● **SUPPLIED RECORDS**
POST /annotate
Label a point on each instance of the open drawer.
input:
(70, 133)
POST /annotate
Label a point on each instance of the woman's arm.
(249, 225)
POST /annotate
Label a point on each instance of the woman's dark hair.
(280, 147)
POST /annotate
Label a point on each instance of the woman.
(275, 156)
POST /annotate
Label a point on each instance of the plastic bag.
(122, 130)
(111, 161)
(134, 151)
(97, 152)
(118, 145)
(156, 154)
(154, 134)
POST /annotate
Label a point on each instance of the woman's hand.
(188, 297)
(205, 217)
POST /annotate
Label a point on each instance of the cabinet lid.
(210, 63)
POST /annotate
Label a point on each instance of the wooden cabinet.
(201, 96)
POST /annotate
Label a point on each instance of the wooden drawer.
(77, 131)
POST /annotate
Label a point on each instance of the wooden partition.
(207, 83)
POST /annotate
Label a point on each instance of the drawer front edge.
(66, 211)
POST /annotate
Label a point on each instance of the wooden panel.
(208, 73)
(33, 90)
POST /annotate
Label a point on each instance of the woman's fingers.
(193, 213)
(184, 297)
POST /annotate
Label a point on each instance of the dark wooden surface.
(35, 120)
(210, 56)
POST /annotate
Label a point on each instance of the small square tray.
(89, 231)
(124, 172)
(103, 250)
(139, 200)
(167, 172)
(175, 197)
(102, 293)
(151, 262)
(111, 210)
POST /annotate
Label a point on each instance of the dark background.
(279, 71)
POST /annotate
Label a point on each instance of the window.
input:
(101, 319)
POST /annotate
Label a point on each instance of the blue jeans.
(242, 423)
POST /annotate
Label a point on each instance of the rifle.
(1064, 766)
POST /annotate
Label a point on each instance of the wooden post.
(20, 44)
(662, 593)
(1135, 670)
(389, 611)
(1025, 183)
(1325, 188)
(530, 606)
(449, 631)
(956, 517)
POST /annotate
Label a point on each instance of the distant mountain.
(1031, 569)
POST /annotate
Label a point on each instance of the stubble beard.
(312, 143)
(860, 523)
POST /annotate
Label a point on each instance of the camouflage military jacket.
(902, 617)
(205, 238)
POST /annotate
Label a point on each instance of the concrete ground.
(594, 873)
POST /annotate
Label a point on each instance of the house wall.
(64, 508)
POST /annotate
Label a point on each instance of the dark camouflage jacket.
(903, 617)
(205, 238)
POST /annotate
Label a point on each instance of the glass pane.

● **TASK STATEMENT**
Exactly reproduce all of the entries.

● **FULL RESPONSE**
POST /annotate
Label a point on each instance of the open drawer.
input:
(70, 133)
POST /annotate
Label a point on each instance of the woman's arm.
(249, 225)
POST /annotate
Label a point on each instance of the woman's dark hair.
(280, 147)
POST /annotate
Label a point on each instance of the woman.
(275, 156)
POST /annotate
Label a point on each instance of the plastic bag.
(122, 130)
(111, 161)
(134, 151)
(97, 152)
(118, 145)
(156, 154)
(154, 134)
POST /annotate
Label a point on each instance of the woman's hand.
(188, 297)
(205, 217)
POST /annotate
Label a point on each instance of the cabinet lid.
(210, 63)
POST /annotate
Label a point on each instance of the wooden cabinet.
(201, 96)
POST /annotate
Label a point on each instance of the wooden drawer.
(77, 131)
POST /annotate
Label a point on each instance of the wooden partition.
(207, 83)
POST /annotate
Label a point on each instance of the drawer front edge.
(66, 211)
POST /annotate
Label a point on each instance of the wooden panel.
(208, 73)
(33, 90)
POST /annotate
Label a point on each instance of the woman's fingers.
(193, 213)
(184, 297)
POST /annotate
Label a point on each instance of the dark wooden surface.
(35, 120)
(210, 56)
POST /annotate
Label a point on each instance of the small square tray.
(89, 231)
(124, 172)
(103, 250)
(139, 200)
(167, 172)
(175, 197)
(102, 293)
(151, 262)
(111, 210)
POST /annotate
Label a point on each instance of the dark background.
(279, 71)
POST /annotate
Label a point on each instance of the window.
input:
(101, 319)
POST /annotate
Label a point on each instance of the blue jeans.
(242, 423)
POST /annotate
Label a point on each instance of the rifle.
(1064, 766)
POST /annotate
Label a point on each instance of the wooden post.
(20, 44)
(662, 593)
(1135, 670)
(389, 611)
(1025, 183)
(1325, 188)
(530, 606)
(449, 631)
(956, 517)
POST /annotate
Label a point on each instance of the distant mountain.
(1031, 569)
POST /annotate
Label a point on each instance of the stubble beard.
(312, 143)
(860, 523)
POST /annotate
Label a point on each instance of the camouflage military jacket.
(902, 617)
(205, 238)
POST /annotate
Label a point on each instance of the concrete ground.
(594, 873)
POST /annotate
Label a point on each instance of the house wall.
(64, 508)
POST /annotate
Label a point on each instance of the dark camouflage jacket.
(903, 617)
(205, 238)
POST /annotate
Label a point on each instance of the glass pane.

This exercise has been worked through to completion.